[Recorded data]
>> BEGIN

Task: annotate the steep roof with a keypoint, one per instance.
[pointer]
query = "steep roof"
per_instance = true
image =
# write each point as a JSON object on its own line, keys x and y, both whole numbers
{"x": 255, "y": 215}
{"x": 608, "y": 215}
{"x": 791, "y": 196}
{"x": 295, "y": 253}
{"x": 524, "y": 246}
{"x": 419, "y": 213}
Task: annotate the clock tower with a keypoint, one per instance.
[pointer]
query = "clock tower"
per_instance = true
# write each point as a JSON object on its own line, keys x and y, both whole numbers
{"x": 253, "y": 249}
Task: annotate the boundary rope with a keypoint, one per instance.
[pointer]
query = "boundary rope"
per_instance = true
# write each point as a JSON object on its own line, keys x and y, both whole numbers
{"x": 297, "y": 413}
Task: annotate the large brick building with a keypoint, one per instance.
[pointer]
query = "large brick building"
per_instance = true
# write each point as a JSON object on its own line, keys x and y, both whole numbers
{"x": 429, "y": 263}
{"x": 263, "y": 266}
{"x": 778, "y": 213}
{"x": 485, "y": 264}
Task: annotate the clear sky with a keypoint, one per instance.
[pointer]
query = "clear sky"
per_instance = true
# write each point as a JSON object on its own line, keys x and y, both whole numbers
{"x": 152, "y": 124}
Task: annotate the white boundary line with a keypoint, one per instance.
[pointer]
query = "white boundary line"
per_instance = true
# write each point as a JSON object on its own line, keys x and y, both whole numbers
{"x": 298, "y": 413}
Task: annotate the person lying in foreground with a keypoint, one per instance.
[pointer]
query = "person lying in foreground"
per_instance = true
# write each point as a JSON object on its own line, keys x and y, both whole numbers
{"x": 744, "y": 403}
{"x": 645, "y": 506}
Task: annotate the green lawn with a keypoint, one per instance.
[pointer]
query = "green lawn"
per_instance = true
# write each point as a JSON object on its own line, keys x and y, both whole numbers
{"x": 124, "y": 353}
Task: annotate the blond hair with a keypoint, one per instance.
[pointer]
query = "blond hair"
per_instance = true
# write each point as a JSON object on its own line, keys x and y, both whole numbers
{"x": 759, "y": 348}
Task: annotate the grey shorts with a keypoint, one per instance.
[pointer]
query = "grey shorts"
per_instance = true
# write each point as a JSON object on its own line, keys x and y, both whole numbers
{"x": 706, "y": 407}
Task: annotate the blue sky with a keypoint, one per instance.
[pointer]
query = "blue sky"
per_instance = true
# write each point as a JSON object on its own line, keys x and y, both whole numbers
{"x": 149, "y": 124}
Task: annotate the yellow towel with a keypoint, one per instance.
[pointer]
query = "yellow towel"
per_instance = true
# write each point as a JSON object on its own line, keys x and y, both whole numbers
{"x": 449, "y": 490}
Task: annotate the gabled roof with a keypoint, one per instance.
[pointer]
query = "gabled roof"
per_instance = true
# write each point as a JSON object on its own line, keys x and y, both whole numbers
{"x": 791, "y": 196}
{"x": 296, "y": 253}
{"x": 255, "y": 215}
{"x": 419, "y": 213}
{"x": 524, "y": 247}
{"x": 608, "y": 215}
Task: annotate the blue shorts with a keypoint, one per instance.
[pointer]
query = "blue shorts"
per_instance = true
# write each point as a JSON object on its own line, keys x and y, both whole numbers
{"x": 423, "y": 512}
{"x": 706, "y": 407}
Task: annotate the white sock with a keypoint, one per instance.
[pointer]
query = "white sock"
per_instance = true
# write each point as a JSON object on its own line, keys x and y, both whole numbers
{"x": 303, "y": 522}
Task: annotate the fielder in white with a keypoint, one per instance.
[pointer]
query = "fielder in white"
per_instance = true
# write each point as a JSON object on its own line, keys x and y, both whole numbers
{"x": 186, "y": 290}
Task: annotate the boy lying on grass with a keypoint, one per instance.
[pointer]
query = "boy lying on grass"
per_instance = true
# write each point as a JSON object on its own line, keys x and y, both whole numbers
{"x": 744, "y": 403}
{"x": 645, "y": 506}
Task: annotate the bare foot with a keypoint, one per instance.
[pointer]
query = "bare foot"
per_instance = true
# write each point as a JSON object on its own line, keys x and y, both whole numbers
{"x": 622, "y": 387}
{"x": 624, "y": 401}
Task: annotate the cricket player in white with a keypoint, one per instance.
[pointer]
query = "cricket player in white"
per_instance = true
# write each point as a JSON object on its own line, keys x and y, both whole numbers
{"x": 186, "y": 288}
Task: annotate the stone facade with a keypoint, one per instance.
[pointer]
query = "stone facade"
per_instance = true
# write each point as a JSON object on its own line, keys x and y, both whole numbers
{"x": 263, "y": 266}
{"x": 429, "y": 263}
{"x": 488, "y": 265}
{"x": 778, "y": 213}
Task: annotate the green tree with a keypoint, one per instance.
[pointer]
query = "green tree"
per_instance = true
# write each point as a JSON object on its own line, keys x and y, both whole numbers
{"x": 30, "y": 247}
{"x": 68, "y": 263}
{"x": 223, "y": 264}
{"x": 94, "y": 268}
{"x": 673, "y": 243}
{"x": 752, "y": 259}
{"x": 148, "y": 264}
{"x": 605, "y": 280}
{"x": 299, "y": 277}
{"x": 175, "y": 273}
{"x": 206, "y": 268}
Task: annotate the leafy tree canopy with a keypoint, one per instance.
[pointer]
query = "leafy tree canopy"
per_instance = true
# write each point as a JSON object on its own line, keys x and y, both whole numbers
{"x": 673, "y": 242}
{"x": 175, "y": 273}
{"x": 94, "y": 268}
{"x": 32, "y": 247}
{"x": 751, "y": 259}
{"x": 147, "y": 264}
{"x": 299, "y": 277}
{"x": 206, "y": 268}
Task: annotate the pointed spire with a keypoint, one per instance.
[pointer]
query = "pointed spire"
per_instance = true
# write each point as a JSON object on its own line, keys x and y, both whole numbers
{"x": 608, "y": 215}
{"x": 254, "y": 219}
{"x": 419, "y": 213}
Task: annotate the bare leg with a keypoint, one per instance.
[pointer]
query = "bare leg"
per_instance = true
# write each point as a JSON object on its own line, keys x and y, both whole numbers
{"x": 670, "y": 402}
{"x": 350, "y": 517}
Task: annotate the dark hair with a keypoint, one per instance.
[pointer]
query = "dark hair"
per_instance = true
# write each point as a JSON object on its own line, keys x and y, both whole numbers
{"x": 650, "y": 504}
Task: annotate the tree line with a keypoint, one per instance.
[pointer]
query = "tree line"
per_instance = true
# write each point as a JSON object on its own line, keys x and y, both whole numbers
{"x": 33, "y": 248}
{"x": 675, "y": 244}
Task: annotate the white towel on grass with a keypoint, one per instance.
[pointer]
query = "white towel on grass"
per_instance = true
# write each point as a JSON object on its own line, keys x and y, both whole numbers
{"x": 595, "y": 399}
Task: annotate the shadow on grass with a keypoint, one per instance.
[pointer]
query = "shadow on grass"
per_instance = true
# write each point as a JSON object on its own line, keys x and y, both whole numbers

>> END

[SHORT PROBLEM] Transcribe only the trailing portion of the entries above: the line that contains "Task: annotate the bare leg" and each line after it.

[RESULT OF THE EXERCISE]
Task: annotate the bare leg with a keypoint, one per instance.
[pointer]
query = "bare leg"
per_instance = true
# write each point as a JSON object on its own line, keys x and y, both whole numbers
{"x": 670, "y": 402}
{"x": 350, "y": 517}
Task: annotate the dark hair with a keypoint, one per instance.
[pointer]
query = "dark hair"
per_instance = true
# write each point as a JSON object on its own line, keys x and y, both whole numbers
{"x": 650, "y": 504}
Task: annotate the tree line with a keypoint, one per instance.
[pointer]
query = "tree line"
per_instance = true
# write each point as a JSON object on its own line, keys x and y, both whole numbers
{"x": 33, "y": 248}
{"x": 675, "y": 244}
Task: annotate the white towel on grass with a keypoint, one per instance.
[pointer]
query = "white towel on grass"
per_instance = true
# write each point as a JSON object on its own line, keys x and y, both whole numbers
{"x": 595, "y": 399}
Task: annotate the shadow on grass with a keypoint, one per instance.
[pointer]
query = "shadow on grass"
per_instance = true
# write each point as a JSON object on its own line, keys x and y, both whole numbers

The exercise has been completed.